[Lines of data]
- - - - -

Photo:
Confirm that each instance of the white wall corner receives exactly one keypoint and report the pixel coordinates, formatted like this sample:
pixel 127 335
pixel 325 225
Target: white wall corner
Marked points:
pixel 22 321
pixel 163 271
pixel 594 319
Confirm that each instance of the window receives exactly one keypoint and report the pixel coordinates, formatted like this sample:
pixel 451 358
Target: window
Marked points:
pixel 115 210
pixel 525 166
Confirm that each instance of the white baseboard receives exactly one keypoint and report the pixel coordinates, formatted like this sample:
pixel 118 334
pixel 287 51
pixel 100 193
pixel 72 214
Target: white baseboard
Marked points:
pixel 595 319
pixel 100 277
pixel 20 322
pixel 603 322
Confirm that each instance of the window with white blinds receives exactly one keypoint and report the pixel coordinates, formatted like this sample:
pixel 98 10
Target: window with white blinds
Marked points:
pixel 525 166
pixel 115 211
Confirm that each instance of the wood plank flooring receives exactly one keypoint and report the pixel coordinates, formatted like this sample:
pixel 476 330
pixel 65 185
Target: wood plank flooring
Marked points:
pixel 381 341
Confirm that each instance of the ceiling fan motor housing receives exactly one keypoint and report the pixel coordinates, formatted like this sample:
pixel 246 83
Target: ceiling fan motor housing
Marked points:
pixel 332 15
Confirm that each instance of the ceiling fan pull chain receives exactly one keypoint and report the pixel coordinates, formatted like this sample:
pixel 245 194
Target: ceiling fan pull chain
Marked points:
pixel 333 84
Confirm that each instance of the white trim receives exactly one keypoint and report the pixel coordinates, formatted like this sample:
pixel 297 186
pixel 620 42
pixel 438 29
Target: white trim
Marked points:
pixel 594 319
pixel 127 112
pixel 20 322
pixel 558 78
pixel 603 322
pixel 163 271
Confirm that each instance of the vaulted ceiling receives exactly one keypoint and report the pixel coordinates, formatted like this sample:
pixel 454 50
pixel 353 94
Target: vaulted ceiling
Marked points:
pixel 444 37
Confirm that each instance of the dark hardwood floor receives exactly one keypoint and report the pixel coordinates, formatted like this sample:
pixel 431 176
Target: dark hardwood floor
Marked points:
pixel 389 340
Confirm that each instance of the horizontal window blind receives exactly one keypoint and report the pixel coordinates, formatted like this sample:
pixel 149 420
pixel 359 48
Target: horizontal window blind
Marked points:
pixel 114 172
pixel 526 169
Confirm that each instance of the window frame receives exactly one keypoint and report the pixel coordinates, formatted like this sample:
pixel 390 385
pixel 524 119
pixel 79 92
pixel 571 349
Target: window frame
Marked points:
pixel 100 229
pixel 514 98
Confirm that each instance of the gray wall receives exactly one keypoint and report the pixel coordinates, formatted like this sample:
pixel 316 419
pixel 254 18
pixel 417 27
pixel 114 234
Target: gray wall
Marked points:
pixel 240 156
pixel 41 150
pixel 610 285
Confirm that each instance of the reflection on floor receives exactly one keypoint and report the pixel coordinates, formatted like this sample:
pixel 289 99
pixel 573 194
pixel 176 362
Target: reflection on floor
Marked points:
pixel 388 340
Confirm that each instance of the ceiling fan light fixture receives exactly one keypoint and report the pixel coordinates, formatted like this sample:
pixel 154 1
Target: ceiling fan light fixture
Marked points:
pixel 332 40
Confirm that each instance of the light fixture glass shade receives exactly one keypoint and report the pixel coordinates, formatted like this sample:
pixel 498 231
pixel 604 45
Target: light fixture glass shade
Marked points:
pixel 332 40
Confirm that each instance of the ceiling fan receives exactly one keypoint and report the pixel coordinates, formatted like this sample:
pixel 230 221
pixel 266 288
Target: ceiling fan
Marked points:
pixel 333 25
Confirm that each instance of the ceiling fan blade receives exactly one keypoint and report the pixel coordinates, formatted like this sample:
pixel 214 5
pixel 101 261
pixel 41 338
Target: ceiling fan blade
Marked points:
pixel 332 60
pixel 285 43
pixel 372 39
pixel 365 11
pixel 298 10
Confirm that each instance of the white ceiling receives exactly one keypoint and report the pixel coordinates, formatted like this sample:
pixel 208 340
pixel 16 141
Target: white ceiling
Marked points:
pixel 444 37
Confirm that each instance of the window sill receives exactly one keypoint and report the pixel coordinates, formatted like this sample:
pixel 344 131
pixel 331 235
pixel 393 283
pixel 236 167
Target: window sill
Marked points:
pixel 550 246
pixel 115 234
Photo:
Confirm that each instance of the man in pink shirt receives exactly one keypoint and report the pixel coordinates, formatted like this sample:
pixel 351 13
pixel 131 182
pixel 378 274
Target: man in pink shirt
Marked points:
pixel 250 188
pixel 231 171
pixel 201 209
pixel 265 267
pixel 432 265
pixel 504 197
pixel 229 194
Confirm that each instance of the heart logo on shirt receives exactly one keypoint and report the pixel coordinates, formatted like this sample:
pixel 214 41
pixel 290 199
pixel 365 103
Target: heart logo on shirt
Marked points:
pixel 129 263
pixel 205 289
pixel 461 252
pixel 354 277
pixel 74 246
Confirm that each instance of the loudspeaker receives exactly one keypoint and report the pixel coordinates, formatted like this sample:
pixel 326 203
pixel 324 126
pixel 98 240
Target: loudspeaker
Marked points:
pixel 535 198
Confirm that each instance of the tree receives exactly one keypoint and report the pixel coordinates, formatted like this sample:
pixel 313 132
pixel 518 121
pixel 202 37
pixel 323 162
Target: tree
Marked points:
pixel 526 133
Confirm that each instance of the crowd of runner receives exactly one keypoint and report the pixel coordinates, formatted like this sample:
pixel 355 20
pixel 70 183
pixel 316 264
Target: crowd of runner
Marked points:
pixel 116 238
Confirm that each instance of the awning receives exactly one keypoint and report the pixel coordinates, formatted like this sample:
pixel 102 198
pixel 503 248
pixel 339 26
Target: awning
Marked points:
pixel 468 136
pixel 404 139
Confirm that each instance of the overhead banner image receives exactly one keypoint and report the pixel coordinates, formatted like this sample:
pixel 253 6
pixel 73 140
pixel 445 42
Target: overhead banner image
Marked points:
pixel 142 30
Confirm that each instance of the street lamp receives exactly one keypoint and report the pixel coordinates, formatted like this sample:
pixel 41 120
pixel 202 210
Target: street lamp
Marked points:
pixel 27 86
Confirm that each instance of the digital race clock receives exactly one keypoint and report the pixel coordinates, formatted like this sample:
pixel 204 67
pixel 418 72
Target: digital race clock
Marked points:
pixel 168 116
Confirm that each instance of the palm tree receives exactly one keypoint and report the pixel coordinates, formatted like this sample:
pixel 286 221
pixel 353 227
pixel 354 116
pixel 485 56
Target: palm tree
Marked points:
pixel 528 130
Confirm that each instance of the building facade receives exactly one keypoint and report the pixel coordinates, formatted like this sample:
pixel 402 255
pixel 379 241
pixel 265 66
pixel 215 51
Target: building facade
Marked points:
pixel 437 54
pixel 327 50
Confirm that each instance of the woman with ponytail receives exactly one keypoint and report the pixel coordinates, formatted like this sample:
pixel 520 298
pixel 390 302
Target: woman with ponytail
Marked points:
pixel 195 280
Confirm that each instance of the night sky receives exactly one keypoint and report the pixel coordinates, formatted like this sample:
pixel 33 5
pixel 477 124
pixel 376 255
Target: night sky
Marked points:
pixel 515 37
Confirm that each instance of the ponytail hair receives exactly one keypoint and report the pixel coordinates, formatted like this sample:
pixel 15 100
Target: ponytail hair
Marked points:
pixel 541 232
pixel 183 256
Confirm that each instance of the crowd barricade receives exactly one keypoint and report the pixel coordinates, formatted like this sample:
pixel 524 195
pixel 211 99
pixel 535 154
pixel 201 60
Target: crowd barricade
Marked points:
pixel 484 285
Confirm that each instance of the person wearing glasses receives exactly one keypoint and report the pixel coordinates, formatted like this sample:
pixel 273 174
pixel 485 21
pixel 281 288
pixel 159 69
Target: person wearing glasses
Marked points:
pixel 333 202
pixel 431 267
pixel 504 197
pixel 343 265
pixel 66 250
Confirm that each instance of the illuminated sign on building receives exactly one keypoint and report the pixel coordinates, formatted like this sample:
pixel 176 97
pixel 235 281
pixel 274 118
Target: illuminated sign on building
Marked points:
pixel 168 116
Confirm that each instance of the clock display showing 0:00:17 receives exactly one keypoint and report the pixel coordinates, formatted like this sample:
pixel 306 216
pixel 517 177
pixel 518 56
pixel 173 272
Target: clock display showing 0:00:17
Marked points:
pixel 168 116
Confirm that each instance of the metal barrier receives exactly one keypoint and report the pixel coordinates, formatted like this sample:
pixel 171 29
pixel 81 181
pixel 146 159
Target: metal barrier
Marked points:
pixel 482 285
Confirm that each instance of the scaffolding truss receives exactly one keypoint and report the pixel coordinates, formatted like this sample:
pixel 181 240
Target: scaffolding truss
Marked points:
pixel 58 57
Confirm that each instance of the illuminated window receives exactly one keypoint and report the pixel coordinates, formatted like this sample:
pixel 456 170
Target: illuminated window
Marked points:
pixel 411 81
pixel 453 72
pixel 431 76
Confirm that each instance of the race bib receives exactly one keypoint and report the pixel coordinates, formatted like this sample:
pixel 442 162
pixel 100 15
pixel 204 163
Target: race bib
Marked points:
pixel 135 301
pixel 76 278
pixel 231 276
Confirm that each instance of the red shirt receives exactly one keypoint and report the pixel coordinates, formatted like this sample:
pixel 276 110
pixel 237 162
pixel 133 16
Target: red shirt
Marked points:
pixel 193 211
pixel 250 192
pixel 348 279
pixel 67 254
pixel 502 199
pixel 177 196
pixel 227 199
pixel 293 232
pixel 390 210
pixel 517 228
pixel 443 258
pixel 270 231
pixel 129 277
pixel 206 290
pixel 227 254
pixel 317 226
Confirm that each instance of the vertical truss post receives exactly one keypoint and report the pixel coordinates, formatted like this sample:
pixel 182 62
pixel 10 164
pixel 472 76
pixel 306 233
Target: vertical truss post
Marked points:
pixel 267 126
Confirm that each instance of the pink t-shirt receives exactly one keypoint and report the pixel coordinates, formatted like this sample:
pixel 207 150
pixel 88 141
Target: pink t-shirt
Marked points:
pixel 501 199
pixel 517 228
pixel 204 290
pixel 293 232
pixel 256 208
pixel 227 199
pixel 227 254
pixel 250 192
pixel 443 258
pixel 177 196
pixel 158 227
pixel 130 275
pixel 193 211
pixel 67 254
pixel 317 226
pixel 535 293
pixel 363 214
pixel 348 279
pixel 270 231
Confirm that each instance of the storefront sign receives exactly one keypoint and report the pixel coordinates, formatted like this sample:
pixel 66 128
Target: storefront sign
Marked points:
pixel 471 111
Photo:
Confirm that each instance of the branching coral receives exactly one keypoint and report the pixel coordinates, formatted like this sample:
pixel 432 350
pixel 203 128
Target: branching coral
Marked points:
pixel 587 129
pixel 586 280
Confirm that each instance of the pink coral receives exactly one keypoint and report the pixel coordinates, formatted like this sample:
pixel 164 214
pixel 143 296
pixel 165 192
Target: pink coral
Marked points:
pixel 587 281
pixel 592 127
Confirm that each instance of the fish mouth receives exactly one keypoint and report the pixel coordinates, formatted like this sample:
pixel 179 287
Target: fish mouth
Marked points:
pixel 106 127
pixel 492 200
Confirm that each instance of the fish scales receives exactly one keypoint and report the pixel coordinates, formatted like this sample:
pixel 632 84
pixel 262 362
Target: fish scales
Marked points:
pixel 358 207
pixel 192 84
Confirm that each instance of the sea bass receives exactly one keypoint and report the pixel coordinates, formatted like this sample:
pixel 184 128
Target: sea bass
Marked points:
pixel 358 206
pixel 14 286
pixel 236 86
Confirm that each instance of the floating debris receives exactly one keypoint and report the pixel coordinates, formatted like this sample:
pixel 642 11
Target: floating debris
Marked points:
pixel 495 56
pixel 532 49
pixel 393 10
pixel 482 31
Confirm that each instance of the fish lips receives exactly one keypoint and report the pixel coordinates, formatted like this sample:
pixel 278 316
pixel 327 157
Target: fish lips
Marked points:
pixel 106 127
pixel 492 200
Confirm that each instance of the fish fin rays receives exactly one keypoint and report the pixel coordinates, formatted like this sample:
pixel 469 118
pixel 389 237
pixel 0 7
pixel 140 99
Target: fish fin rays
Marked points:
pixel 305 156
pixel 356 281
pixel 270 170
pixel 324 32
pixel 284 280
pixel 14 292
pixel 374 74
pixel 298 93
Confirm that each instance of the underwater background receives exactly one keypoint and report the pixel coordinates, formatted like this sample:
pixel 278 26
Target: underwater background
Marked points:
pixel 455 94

- - - - -

Copy out the lines of the records above, from the line that contains "Confirm that each instance of the ceiling fan blade" through the line that contains "pixel 115 234", inclusive.

Confirm that each instance of the ceiling fan blade receives exactly one keypoint and report the pixel coordinates, formatted like this sample:
pixel 214 5
pixel 101 261
pixel 41 338
Target: ceiling fan blade
Marked points:
pixel 332 60
pixel 285 43
pixel 372 39
pixel 365 11
pixel 298 10
Confirm that each instance of the white ceiling receives exactly one keypoint and report the pixel coordinates, formatted like this sample:
pixel 208 340
pixel 16 141
Target: white ceiling
Marked points:
pixel 444 37
Confirm that each instance of the window sill receives exactly one keypoint and report the pixel coordinates, formatted like this sample:
pixel 344 131
pixel 331 235
pixel 393 283
pixel 236 167
Target: window sill
Marked points:
pixel 550 246
pixel 115 234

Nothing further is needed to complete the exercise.